### Exercise brief
A complete, exact copy of the data is the required answer.

### Data shown
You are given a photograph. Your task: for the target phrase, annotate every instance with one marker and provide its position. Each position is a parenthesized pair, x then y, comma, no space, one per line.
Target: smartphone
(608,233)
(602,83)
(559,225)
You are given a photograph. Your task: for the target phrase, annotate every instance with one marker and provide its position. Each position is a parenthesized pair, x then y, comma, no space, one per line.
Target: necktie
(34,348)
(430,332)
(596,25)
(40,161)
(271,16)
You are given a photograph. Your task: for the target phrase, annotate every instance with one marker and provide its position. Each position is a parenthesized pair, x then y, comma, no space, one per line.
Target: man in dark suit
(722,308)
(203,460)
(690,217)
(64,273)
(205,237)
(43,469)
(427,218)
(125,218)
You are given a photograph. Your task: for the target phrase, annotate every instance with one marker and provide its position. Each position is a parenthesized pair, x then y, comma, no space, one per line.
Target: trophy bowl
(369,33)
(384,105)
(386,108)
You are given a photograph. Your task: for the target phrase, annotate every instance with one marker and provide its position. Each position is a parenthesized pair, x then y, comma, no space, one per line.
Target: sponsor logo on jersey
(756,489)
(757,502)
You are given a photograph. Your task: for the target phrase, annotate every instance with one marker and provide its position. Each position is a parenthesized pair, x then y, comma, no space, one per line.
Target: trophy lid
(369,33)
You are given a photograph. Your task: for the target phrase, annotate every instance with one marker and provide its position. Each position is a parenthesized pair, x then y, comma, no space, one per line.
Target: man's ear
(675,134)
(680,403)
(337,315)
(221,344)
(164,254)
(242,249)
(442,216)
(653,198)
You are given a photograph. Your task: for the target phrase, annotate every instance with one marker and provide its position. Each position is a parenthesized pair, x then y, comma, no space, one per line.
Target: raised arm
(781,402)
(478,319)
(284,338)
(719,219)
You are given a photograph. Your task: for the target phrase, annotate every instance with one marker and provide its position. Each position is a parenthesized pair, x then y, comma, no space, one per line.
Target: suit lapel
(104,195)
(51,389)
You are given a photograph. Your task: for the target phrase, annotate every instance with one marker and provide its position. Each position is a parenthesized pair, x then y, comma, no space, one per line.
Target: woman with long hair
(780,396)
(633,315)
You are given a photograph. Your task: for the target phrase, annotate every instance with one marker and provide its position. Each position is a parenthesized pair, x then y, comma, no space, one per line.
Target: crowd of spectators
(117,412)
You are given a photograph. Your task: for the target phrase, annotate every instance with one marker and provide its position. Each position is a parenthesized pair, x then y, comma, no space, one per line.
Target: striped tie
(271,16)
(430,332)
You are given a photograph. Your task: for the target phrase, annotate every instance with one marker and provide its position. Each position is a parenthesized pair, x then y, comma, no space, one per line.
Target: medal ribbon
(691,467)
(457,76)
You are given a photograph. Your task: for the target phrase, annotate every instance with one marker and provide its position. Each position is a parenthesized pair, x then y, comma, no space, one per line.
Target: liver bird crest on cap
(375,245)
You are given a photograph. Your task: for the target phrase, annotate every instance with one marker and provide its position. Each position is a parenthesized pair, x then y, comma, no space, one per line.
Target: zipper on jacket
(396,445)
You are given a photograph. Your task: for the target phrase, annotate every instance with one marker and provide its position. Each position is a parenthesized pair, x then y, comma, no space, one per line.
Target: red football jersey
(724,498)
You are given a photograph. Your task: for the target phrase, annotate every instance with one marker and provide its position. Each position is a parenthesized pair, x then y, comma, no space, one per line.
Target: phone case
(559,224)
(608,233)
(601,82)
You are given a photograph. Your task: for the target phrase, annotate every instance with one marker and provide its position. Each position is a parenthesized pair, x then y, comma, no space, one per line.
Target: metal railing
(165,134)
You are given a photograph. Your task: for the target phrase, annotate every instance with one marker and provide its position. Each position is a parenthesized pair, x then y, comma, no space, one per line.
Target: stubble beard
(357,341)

### Your solution
You are given a photograph. Your task: for the target phrase, annotate every instance with one marker and provide its position. Each position is a parenthesized pair, x then y, comma, no space, one per line.
Target: smartphone
(608,233)
(602,83)
(559,225)
You are given a photograph. Your task: for the target phrase, annotate every instance with one marker and provide its position. Each position is a parenthesized pair, x then y, comma, no space, one per line.
Target: necktie
(34,348)
(430,332)
(596,25)
(40,161)
(271,16)
You are given a photograph. Your task: for the target phrase, annotate every instance with one marker and provide its position. Each position is a parenthesized pair, x then y, comma, no space, one per line.
Target: man in dark suit
(722,308)
(203,460)
(690,217)
(64,273)
(205,237)
(43,469)
(427,218)
(125,218)
You are given a photograph. Your task: for the target phrase, annotate every instance with one marker and provide its position. Each position is a parenthesized pair, x then y, comma, no space, one per line.
Target: trophy bowl
(369,33)
(384,105)
(386,108)
You are given a photograph. Your task: for the target phrase, annotate every instance with one marker and provide its position. Each position is a parenthesized pair, x then y, comma, no space, one per line.
Target: sponsor logo on jersey
(756,489)
(757,502)
You are given a photograph. Your task: for the target phrase, annotate every instance with one marker and provide its position. Each position is a parenthesized pair, x then y, comma, no space, one per line.
Target: trophy lid
(369,33)
You are given a photograph. Your task: for the target phrase, annotate every instance with one marker and provide its position. Each position is a parenthesized pair, x then y, comma, no space, one per line.
Target: man's ear
(675,134)
(680,403)
(337,315)
(221,344)
(164,254)
(242,249)
(442,216)
(653,198)
You are given a photograph. Your task: for the target phrase, annotate every instance with one marker and provide its position. Each position is a parenthesized pair, x then y, comma, no space, one per line.
Target: raised arm
(781,402)
(478,319)
(284,338)
(719,219)
You are given a photograph. Your task: for the target phrase, annotate every instance with one marker and provide its position. Each position is a parenthesized pair, x then y, comma, no space, one per line.
Target: suit lapel
(104,195)
(51,389)
You are given a photograph. Your task: for the target phrase, annotate every instance with one marker and provide its position. Each position is a parenthesized pair, x then y, comma, no space, one per line.
Target: woman with long hair
(780,396)
(633,315)
You are given a photograph. Your task: for the target phrase, annotate every instance with one marker and provide its position. Each position is a parenthesized pair, x then y, comma, no space, one per line.
Target: crowd of spectators
(117,412)
You are given a photograph. Your task: for the target phrase, annotate every instance with one marker and provide its position. Each position is a parenthesized pair, x then y, comma, no space, one per line.
Target: striped tie
(271,16)
(430,332)
You are given a photograph. Your task: for the target phrase, annotate every instance with one marker and provide its position. Each position is a parenthesized pair, x then y, comma, no space, one per line.
Target: medal ribbon
(691,467)
(457,76)
You are given a photograph. Your task: for the target phrase, annotate every instance with one marker and provide its position. Each position is a parenthesized pair, x then y, comma, no space, one per line.
Target: liver bird crest on cap
(375,245)
You are given a photograph. Your task: for the target phrase, annotate every instance with one marker and provide its position. Each position is a parenthesized pair, x then y, comma, no space, one per line.
Target: zipper on jacket
(396,445)
You are given a photograph. Your task: for the target phrase, annotate every instance with one marker and provide its position. Each position is a parenthesized pair, x then y, comma, no space, one per line.
Target: red football jersey
(724,498)
You are given a photograph. Your task: for the target phrase, annotate every instance with one marker and provide its position. Each position is a parenthesized pair, x then y, comma, no space, one per line.
Target: phone case
(559,224)
(608,233)
(601,82)
You are given a photograph. Your task: for the target phrase, annotate every instance with one marker and provide its position. Each position is a parenthesized pair, x then y, comma, no space, one per line.
Target: metal railing
(165,134)
You are given a photograph. Your task: for the target phrase, annotate every instance with one marker and provide its position. Each position is a parenthesized pair, x then y, comma, no space, one per line.
Target: stubble beard
(357,341)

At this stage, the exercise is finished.